Contact resistance at In/MoS₂ contacts

On the basis of the TLM measurements (see Supplementary Fig. 15) with multiple channels (see Fig. 4a), we extracted the contact resistance (R_cW) as a function of n_e of the 6L-#1 MoS₂ device at representative temperatures; the results are shown in Fig. 6a (solid squares; see also Supplementary Table 2). Here, n_e was estimated from the relation \(n_{\mathrm{e}} = \left( {e\mu R_{{\mathrm{sh}}}} \right)^{ - 1}\). We note that, for the consistency, the sheet resistance R_sh as well as mobility μ were obtained from the four-probe data, although R_sh could have been extracted from the TLM method. The obtained contact resistance includes serial resistances of In and Ti/Au electrodes (see supplementary Fig. 16). At a given T, R_cW decreased with increasing n_e. The contact resistance is given by^4,5

$$R_{\mathrm{c}}W(n_{\mathrm{e}},T) = \sqrt {R_{{\mathrm{sh}}}(n_{\mathrm{e}},T)\rho _{\mathrm{c}}(n_{\mathrm{e}},T)} ,$$

(4)

--- --- ---

[Things to do]:
A - Condense the paragraph in the excerpt on In/MoS₂ contact resistance that begins "On the basis of the TLM measurements" into a short list, keeping its main facts.
B - Carry on the excerpt on In/MoS₂ contact resistance from the point after equation (4).

[Extracted information]:
--- --- ---

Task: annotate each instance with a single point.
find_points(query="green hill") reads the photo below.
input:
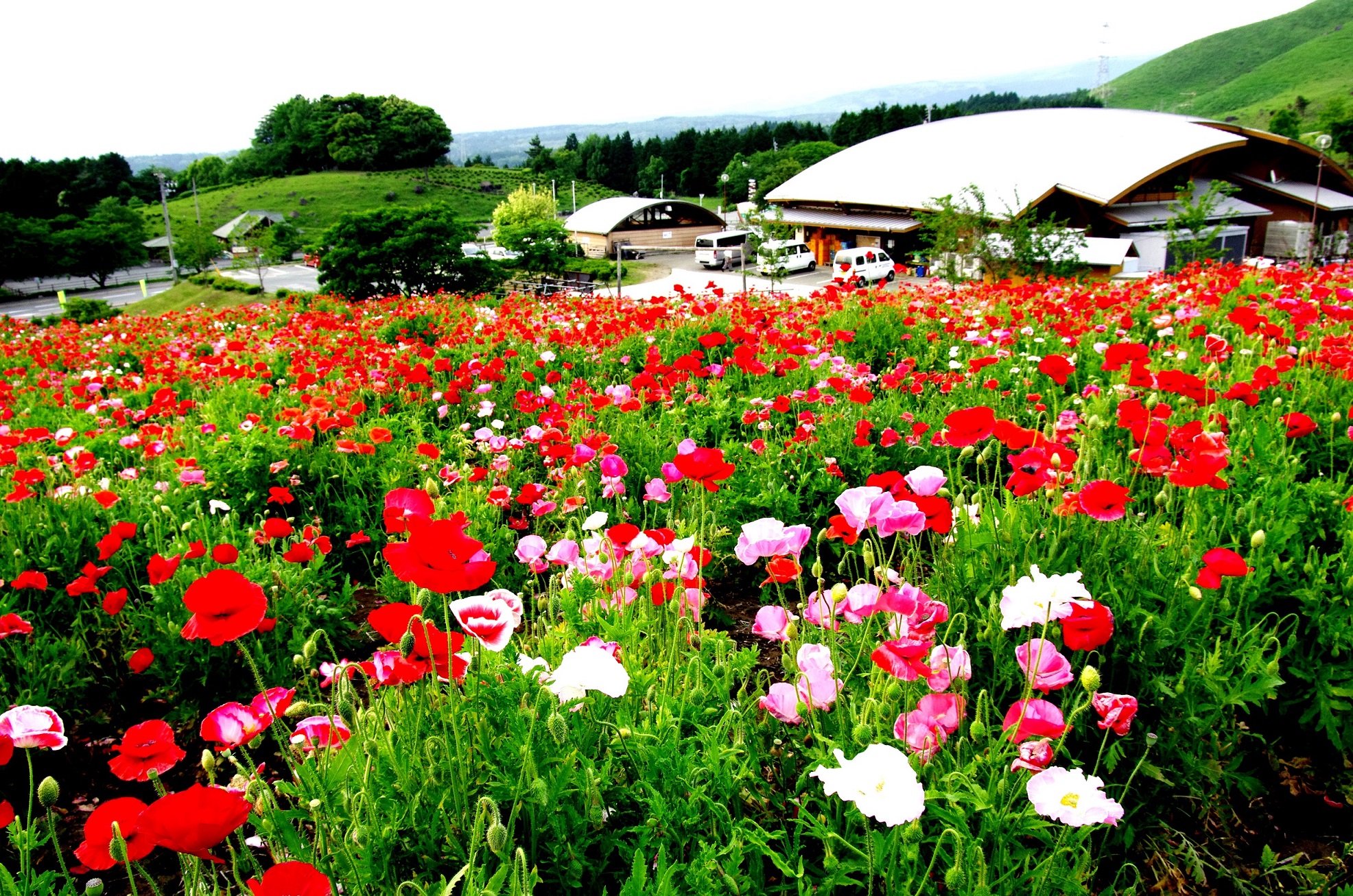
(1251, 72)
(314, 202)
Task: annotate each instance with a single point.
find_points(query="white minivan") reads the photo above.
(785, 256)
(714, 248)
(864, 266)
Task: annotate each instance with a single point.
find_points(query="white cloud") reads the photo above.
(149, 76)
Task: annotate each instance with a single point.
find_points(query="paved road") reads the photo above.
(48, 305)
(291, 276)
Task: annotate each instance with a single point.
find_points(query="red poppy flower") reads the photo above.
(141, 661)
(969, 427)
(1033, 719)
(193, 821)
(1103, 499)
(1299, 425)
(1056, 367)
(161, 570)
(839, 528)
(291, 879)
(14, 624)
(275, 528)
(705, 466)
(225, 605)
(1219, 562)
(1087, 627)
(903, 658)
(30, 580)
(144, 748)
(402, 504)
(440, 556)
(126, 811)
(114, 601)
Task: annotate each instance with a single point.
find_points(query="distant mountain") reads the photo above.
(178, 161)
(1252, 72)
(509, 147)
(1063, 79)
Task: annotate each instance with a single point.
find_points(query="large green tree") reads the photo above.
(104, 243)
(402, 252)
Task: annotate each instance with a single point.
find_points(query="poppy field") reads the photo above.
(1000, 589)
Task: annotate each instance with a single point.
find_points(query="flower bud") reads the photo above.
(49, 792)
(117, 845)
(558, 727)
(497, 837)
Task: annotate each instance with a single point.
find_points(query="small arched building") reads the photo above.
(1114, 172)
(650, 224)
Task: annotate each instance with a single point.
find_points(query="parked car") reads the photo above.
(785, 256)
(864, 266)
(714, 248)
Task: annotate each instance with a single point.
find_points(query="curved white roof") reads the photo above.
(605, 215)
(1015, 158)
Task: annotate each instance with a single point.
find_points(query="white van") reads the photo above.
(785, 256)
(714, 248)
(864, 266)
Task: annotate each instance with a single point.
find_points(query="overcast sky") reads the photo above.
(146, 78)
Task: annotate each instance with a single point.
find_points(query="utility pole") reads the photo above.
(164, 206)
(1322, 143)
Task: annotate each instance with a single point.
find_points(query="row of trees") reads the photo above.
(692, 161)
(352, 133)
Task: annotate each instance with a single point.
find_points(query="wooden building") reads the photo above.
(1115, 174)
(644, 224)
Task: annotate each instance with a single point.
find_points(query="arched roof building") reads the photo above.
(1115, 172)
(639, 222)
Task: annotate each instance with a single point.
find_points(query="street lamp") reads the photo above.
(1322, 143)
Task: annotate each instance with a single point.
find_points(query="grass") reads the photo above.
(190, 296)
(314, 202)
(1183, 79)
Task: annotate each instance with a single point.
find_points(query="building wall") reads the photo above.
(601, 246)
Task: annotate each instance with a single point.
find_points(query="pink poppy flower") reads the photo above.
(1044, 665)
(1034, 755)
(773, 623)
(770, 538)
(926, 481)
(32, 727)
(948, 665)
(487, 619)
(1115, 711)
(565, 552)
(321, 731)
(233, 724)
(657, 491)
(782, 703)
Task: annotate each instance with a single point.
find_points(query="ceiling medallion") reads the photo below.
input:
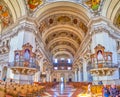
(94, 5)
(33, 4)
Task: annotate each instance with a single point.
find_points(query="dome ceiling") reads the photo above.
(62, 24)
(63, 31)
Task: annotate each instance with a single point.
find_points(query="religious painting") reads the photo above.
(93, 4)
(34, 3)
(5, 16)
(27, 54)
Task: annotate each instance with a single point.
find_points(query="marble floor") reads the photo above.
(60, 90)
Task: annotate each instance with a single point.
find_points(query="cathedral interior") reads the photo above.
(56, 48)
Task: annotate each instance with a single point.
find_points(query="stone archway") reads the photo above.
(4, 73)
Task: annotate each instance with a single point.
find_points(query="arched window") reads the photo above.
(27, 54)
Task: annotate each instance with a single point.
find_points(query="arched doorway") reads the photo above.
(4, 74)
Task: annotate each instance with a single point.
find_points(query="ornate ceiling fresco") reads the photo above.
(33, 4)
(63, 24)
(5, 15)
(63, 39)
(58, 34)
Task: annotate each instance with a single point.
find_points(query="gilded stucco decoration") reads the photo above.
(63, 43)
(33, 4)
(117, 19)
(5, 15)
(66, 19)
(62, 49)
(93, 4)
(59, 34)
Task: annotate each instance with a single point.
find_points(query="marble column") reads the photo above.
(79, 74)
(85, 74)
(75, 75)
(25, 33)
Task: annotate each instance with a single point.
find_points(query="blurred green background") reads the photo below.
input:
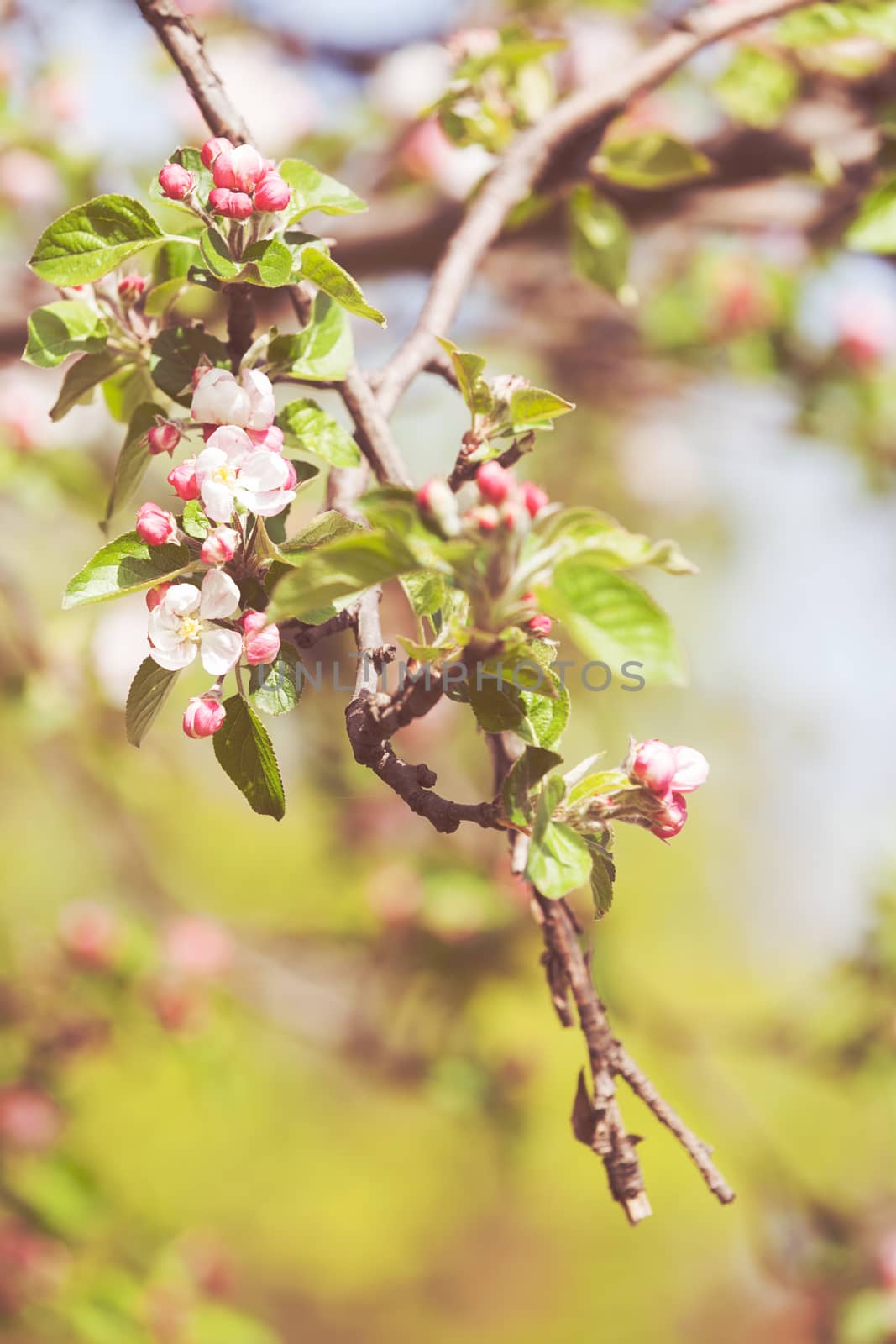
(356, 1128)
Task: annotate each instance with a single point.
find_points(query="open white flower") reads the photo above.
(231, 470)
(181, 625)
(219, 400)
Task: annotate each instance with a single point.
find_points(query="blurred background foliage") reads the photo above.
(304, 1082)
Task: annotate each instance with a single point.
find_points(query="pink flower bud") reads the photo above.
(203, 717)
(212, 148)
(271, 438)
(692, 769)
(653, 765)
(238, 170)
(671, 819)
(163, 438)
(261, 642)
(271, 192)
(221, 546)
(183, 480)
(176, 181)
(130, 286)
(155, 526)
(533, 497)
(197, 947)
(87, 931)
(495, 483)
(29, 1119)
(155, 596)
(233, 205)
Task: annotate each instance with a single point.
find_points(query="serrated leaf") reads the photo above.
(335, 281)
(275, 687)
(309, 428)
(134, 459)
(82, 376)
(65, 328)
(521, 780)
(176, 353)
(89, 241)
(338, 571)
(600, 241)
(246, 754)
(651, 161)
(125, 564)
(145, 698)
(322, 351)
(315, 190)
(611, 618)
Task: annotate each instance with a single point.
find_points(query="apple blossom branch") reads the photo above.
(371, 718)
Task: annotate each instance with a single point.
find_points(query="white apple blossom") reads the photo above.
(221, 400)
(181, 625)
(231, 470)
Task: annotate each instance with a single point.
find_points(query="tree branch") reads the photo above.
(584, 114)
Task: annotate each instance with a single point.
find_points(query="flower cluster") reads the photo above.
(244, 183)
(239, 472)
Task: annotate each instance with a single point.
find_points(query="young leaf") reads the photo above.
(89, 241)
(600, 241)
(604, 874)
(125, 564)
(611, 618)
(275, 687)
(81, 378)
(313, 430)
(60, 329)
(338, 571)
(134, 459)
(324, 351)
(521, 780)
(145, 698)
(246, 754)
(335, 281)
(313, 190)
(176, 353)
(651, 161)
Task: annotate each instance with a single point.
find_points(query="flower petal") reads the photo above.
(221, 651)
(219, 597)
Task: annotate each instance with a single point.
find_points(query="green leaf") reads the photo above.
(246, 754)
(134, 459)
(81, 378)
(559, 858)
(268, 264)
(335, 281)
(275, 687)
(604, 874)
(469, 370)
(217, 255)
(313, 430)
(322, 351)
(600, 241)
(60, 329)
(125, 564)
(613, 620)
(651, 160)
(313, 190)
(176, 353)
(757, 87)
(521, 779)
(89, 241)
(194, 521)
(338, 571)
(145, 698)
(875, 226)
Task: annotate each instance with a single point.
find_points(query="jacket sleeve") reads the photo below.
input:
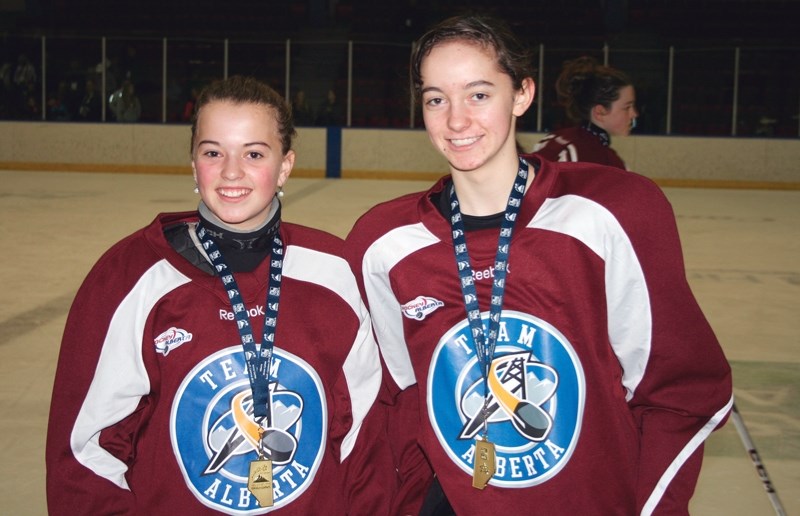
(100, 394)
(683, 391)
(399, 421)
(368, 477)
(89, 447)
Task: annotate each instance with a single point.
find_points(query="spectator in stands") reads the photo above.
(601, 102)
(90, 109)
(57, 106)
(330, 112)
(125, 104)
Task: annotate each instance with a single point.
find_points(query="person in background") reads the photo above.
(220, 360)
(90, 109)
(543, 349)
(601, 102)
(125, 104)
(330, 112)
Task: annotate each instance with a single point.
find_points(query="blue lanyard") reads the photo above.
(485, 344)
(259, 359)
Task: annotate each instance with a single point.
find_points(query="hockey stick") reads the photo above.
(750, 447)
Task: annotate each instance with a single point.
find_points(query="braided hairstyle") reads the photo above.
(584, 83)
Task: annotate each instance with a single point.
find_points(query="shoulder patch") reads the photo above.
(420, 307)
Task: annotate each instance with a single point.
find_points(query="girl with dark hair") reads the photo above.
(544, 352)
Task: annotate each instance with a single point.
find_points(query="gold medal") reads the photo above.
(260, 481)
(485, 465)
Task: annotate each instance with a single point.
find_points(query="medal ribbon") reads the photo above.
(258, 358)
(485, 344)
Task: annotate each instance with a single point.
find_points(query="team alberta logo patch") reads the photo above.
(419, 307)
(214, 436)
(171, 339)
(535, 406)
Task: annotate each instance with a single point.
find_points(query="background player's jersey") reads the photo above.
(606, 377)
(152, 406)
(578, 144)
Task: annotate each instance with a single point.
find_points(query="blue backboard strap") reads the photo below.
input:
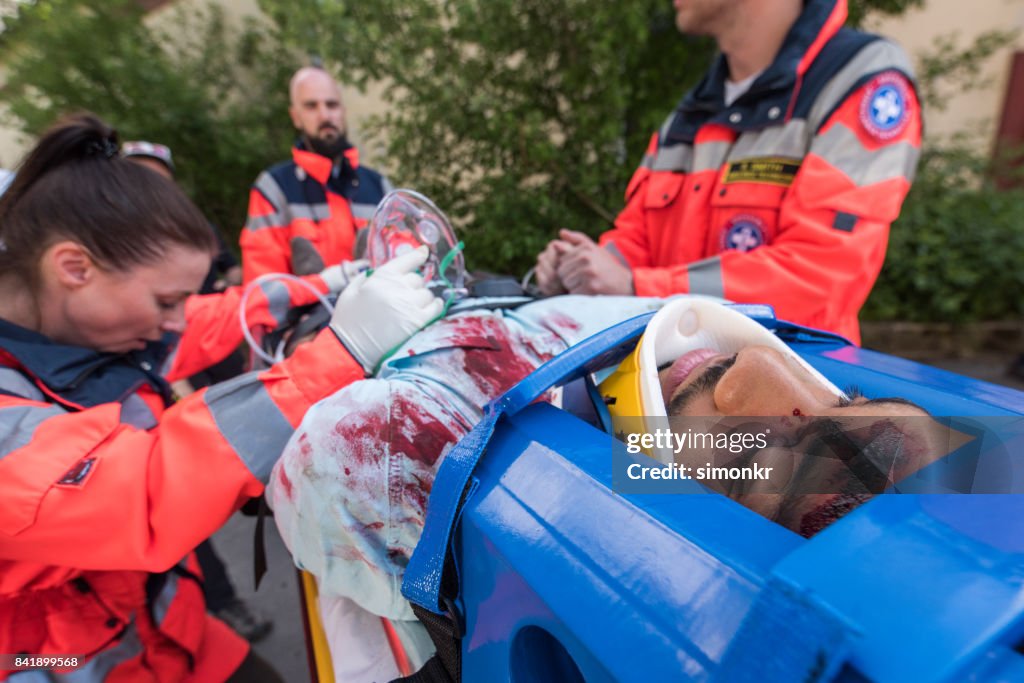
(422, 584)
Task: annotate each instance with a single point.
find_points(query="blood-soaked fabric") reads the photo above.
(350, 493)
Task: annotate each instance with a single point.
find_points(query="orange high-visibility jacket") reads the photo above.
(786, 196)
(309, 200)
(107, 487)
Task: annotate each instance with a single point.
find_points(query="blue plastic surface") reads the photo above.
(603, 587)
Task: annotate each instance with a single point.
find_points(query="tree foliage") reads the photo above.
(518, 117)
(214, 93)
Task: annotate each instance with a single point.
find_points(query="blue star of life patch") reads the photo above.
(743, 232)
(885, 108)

--- --- ---

[Answer list]:
A -
- TLM measurements on multiple channels were used to extract the contact resistance R_cW of the 6L-#1 MoS₂ device as a function of n_e at representative temperatures (Fig. 6a, solid squares; Supplementary Table 2).
- n_e was estimated from n_e = (eμR_sh)^-1.
- For consistency, both R_sh and μ were taken from the four-probe data, even though R_sh could have been extracted from the TLM method.
- The contact resistance includes the serial resistances of the In and Ti/Au electrodes.
- At a given T, R_cW decreased as n_e increased.

B -
which is only valid for L_c≫L_T. Here, ρ_c is the specific contact resistivity and L_T (= \(\sqrt {\rho _{\mathrm{c}}/R_{{\mathrm{sh}}}}\)) is the transfer length, which represents the average distance that charge carriers flow in a semiconductor beneath the contact before they completely transport to the electrode. Supplementary Fig. 15c shows that our device satisfied this condition with L_c ≈ 1 μm and L_T ≈ 0.1 μm. Equation (4) implies that R_cW decreases with increasing n_e because both R_sh and ρ_c generally decrease with increasing n_e. At a fixed n_e, the thermionic emission charge transport mechanism across the Schottky barrier predicts that R_cW will increase with decreasing T because the thermionic emission will be suppressed with lowering T³⁵. On the other hand, R_cW in our measurements decreased with decreasing T, as shown by scattered red diamonds in Fig. 6b for the case measured at n_e = 3.4 × 10¹² cm⁻². The contact resistance decreased from 2.3 to 0.6 kΩ μm when T was decreased from room temperature to 2.4 K. This behavior, which has been reported in several previous works such as graphene/MoS₂ (ref. ¹²) and Pd/graphene contacts³⁶, is considered as an evidence for the non-dominant role of thermionic emission for the transport across a contact. Scattered squares in Fig. 6b also show R_sh as a function of T at n_e = 3.4 × 10¹² cm⁻², where R_sh decreased with decreasing T because the phonon scattering is reduced.

Fig. 6: Contact resistance with carrier density at In/MoS₂ contacts.

a Contact resistance (R_cW) as a function of carrier density (n_e) of 6L-#1 MoS₂ device at various temperatures (scattered solid squares) with other works (solid curves: graphene(Gr)/4L-MoS₂, opened diamonds: Au/4L-MoS₂, opened pentagons: Au/In/few L-MoS₂). b R_cW and sheet resistance (R_sh) of 6L-#1 MoS₂ device as a function of T at n_e = 3.4 × 10¹² cm⁻².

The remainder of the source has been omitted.